Magazine article UNESCO Courier

Farewell to Winter; the Evergreen Popularity of the Traditional Russian Carnival to Welcome the Spring

Magazine article UNESCO Courier

Farewell to Winter; the Evergreen Popularity of the Traditional Russian Carnival to Welcome the Spring

Article excerpt

Farewell to winter

THE Russian carnival, Maslenitsa, whose origins are lost in the mists of time, is still celebrated with undiminished vigour. The celebrations include a number of ancient customs, such as the eating of blini (pancakes), tobogganing and sleigh rides. To these have now been added a host of other diversions, such as ski races, skating competitions and dancing and singing to the accompaniment of accordions and balalaikas, which make the "Farewell to the Russian Winter", as it is commonly called today, more of an entertainment than a rite. Even though certain ancient rites are from time to time resurrected, the deeper meaning of such traditional practices is being gradually lost.

The name Maslenitsa is derived from the Russian word maslo, meaning "butter". During the week preceding the six-week period of Lent that leads up to Easter, the eating of meat was forbidden by the Church and so people ate dairy products, fish, eggs and blini maslenye, pancakes to which melted butter was added to make them more creamy.

·····

→ **Tasks to perform**
[1] In the Maslenitsa excerpt, which Russian word is the name Maslenitsa derived from?
[2] Write out the portion of the Maslenitsa excerpt starting with "The name Maslenitsa" and going on through "them more creamy.", word for word.

→ **Data shown**
·····

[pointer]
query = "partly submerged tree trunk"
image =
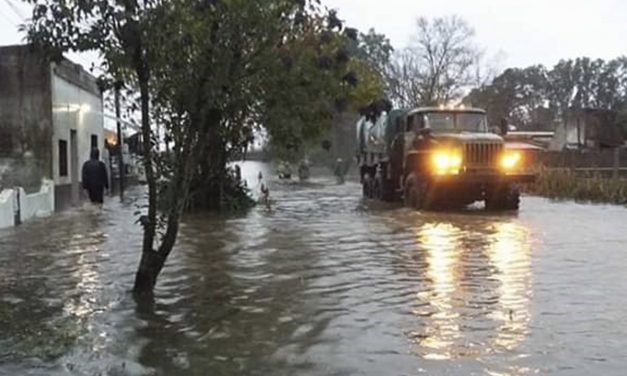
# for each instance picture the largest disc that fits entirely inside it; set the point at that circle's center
(151, 263)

·····

→ **The results**
[1] Maslenitsa comes from maslo, the Russian word for "butter".

[2]
The name Maslenitsa is derived from the Russian word maslo, meaning "butter". During the week preceding the six-week period of Lent that leads up to Easter, the eating of meat was forbidden by the Church and so people ate dairy products, fish, eggs and blini maslenye, pancakes to which melted butter was added to make them more creamy.